##### DOCUMENT SEGMENT #####

SCOTUS Ruling Narrows Applicability of Cybercrime Statute


A six-Justice majority of the Supreme Court of the United States issued an opinion Thursday interpreting the Computer Fraud and Abuse Act (CFAA). The case, which was appealed from the 11th Circuit, centers around a former Georgia police officer who used a law enforcement database to look up information “in exchange for money.”

The opinion was authored by Justice Amy Coney Barrett, and was joined by Justices Sotomayor, Kagan, Gorsuch, Breyer, and Kavanaugh. Justice Clarence Thomas wrote a dissent, and was joined by Justice Alito and Chief Justice Roberts.

According to the opinion, the CFAA, among other things, “makes it illegal ‘to access a computer with authorization and to use such access to obtain or alter information in the computer that the accesser is not entitled so to obtain or alter.'” Key to the dispute is whether the law applies to users who are entitled to access the information at issue, but “have improper motives for obtaining information that is otherwise available to them.”

##### STORED DATA #####

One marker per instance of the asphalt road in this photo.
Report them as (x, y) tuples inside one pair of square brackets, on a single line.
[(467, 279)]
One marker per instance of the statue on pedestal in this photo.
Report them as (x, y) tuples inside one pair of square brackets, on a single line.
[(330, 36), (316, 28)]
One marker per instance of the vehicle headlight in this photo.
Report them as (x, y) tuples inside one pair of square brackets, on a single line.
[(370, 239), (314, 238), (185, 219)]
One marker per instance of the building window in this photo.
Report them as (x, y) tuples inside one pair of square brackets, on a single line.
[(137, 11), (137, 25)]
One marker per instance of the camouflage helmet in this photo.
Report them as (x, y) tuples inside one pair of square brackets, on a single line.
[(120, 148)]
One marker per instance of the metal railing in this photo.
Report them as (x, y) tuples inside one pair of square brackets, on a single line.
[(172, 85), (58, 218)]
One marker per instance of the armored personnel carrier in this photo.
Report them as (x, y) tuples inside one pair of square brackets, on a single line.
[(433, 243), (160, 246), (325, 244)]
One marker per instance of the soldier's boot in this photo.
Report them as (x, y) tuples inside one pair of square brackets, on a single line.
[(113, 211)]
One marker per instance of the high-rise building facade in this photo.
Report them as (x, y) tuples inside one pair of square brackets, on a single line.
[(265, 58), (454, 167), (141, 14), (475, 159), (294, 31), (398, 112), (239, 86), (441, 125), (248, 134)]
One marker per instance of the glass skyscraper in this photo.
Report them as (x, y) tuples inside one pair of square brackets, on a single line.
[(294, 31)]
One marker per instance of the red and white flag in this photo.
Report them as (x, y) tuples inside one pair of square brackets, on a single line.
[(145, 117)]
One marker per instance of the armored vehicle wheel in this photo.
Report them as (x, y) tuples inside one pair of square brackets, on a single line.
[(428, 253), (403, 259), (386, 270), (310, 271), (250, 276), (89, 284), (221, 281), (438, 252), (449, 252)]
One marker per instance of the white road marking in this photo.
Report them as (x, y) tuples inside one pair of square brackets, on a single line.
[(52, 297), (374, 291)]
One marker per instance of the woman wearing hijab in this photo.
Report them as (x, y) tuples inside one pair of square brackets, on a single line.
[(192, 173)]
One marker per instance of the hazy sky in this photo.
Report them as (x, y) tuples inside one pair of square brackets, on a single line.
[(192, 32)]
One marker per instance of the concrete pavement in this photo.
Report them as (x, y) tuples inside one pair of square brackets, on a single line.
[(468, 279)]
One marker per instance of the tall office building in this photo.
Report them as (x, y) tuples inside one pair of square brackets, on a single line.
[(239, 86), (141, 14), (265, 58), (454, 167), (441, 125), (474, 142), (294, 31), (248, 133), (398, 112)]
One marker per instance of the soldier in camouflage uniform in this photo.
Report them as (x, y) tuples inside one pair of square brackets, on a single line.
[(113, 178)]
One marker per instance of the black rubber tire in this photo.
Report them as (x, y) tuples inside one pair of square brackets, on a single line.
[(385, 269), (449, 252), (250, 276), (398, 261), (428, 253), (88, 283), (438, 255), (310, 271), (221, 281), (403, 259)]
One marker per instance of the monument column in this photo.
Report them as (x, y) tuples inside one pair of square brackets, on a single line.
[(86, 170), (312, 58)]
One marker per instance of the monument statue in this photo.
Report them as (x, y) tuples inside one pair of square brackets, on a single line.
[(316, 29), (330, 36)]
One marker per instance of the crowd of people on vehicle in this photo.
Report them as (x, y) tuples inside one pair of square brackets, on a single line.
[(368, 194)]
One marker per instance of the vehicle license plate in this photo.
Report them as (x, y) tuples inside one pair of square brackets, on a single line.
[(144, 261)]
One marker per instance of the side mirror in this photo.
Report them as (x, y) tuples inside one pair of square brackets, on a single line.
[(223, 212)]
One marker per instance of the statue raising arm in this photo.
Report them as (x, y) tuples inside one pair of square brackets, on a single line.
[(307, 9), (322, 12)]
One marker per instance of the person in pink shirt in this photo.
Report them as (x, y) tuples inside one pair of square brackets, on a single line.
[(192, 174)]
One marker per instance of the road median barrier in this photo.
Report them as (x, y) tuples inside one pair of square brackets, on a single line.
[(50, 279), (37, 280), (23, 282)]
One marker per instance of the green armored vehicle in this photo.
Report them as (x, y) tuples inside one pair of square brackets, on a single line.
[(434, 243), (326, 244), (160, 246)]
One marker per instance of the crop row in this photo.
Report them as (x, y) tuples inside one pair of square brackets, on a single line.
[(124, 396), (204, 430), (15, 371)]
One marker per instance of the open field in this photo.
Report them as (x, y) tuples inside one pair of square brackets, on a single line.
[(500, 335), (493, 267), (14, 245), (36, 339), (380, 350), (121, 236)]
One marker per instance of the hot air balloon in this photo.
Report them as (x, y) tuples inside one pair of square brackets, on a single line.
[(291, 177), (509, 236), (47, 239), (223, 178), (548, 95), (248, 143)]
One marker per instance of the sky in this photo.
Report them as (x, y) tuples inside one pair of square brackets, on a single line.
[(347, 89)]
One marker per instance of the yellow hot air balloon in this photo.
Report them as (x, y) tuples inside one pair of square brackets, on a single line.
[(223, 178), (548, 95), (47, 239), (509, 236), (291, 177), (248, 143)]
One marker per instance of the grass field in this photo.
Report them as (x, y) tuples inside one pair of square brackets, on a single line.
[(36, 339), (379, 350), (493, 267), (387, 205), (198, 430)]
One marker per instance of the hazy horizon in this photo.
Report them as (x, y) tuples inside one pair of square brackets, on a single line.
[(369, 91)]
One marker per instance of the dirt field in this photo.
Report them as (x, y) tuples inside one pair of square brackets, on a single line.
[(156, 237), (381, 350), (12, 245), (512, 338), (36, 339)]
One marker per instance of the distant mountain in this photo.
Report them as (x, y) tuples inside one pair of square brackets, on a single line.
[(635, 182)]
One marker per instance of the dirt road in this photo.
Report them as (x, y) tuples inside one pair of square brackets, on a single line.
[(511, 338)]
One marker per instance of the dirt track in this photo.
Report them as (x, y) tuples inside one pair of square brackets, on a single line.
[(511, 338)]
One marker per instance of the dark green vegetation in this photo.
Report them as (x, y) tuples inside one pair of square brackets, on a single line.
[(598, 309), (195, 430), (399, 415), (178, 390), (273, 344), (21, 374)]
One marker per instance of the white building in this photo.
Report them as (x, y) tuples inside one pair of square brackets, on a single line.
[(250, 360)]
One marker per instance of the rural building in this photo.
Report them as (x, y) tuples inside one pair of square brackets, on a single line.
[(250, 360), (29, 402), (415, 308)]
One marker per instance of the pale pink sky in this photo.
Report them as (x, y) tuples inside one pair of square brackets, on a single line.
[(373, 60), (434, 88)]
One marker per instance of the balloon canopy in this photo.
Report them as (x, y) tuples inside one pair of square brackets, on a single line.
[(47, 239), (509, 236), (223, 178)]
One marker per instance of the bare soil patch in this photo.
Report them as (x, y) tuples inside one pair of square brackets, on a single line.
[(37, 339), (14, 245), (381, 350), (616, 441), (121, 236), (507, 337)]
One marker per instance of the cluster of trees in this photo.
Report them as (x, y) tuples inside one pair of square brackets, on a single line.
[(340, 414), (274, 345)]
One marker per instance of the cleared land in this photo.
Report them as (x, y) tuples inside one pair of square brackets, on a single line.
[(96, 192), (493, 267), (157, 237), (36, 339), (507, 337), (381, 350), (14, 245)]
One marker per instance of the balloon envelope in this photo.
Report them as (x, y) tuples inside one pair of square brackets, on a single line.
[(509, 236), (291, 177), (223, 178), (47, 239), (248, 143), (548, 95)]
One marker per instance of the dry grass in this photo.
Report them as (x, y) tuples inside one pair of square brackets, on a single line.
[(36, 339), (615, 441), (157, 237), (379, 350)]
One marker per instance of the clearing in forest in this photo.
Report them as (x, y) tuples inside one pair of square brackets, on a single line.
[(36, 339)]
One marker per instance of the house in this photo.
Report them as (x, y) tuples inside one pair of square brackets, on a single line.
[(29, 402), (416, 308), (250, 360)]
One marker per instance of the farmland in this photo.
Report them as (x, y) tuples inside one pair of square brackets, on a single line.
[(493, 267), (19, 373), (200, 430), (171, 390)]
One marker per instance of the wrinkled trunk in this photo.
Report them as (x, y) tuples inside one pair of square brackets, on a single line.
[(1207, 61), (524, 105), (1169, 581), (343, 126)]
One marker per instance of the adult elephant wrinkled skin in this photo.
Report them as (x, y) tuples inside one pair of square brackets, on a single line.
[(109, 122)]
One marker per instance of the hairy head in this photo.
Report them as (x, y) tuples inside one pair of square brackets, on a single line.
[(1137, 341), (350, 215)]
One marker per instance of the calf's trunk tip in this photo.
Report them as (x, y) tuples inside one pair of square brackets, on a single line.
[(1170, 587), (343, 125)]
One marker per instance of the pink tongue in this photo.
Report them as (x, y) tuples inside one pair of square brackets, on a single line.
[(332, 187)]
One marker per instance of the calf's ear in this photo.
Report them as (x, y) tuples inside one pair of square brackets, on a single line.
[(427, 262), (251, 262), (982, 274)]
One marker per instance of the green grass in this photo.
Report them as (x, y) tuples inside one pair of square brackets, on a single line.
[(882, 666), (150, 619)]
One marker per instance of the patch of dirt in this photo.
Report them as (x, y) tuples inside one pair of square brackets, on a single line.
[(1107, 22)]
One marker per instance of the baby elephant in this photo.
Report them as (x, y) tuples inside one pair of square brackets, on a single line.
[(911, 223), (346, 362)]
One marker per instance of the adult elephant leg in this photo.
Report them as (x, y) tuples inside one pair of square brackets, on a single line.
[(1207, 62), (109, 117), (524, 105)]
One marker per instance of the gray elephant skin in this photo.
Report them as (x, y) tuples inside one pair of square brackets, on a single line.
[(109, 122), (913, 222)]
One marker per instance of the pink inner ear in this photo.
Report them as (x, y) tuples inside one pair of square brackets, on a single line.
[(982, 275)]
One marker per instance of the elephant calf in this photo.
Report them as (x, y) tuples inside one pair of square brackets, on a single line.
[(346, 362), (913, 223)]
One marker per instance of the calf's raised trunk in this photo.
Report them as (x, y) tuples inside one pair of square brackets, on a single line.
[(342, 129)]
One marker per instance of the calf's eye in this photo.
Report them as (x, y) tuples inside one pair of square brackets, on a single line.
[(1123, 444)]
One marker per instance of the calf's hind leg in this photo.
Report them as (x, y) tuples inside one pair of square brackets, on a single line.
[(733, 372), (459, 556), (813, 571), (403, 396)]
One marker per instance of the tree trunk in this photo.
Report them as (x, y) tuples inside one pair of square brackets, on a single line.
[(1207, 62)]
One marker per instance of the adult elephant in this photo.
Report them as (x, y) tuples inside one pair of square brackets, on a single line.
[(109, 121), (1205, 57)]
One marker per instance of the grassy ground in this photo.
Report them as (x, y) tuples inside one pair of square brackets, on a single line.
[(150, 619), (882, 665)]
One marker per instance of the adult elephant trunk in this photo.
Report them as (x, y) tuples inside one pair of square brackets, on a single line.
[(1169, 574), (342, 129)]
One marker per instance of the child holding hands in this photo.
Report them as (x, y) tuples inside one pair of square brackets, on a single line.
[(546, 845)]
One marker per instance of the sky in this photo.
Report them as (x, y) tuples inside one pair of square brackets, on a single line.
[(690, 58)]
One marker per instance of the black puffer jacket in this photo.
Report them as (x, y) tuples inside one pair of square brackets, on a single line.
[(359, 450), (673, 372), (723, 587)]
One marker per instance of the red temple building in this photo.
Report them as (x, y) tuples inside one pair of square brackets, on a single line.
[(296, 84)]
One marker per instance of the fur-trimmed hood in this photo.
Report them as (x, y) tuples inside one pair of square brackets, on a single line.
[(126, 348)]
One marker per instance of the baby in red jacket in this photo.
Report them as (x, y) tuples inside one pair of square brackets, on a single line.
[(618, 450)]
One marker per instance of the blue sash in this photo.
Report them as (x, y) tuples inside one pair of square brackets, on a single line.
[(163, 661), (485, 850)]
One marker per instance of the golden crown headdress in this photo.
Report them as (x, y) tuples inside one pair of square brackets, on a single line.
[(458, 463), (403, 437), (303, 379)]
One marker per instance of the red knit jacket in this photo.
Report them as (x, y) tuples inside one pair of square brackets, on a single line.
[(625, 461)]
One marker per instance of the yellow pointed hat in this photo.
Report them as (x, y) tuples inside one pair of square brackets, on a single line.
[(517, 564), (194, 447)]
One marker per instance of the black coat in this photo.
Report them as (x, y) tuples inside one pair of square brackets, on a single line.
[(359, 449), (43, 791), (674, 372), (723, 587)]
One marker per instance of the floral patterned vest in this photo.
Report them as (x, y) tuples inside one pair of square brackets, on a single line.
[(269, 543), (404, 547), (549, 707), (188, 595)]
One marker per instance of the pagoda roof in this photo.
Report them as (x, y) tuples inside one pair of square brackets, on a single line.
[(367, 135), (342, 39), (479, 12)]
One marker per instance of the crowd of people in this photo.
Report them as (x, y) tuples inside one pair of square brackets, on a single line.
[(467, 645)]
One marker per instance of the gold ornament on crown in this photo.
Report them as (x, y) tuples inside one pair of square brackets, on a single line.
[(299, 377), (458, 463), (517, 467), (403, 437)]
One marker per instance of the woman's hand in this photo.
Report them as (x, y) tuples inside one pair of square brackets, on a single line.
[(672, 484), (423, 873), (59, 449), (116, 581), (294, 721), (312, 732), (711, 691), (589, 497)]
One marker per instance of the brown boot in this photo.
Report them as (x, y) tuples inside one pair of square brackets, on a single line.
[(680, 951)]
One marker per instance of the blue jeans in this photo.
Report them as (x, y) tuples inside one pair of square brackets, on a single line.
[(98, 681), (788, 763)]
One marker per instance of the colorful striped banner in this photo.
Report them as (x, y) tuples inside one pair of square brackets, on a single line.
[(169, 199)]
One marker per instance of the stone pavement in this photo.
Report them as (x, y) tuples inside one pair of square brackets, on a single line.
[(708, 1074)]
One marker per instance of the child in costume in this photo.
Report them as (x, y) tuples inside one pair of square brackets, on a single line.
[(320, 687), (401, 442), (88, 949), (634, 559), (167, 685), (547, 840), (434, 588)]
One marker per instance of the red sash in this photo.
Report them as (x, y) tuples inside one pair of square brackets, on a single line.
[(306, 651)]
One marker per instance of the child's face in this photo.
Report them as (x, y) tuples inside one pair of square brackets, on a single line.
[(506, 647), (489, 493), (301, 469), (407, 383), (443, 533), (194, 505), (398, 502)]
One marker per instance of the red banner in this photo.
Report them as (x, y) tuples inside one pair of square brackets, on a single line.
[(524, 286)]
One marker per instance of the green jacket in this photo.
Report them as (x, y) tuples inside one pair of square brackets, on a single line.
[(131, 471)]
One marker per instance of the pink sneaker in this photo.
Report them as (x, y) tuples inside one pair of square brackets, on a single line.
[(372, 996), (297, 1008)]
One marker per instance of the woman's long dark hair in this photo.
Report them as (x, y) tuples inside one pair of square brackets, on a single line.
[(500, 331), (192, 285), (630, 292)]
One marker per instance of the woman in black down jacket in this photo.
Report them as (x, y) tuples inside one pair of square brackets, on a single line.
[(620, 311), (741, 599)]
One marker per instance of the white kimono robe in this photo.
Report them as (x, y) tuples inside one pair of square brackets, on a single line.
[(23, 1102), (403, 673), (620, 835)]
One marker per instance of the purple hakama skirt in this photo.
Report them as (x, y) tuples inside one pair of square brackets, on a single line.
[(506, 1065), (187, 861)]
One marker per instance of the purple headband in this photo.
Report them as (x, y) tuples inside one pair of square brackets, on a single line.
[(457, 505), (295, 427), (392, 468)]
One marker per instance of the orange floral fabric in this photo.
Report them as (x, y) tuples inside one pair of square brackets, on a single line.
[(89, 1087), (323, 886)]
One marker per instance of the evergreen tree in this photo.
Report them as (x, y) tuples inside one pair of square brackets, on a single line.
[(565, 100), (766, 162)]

#####

> _GIVEN EXERCISE 1_:
Rewrite the passage of the CFAA ruling article starting with "The opinion was" and going on through "Chief Justice Roberts.", swapping "dissent" for "dissenting opinion".
> _GIVEN EXERCISE 2_:
Pick up the CFAA ruling article after its final sentence and keep writing.
The material has no connection to the article on the CFAA ruling.

> _TASK OUTPUT 1_:
The opinion was authored by Justice Amy Coney Barrett, and was joined by Justices Sotomayor, Kagan, Gorsuch, Breyer, and Kavanaugh. Justice Clarence Thomas wrote a dissenting opinion, and was joined by Justice Alito and Chief Justice Roberts.

> _TASK OUTPUT 2_:
The majority relied primarily on the text of the statute in finding for the officer, its usage of the term “entitled” in defining the proscribed activity, and whether the phrase “so” is a so-called statement of reference to the earlier-described action. The majority also made reference to policy arguments, stating that “the Government’s interpretation of the statute would attach criminal penalties to a breathtaking amount of commonplace computer activity,” such as the violation of any computer-use policy.

“Van Buren accordingly did not ‘excee[d] authorized access’ to the database, as the CFAA defines that phrase, even though he obtained information from the database foran improper purpose,” Justice Barrett concluded.

Justice Thomas disagreed in his dissent, arguing that “an ordinary reader of the English language” would understand “exceeded authorized access” to apply to a user who accessed information from a database “under circumstances that were expressly forbidden.”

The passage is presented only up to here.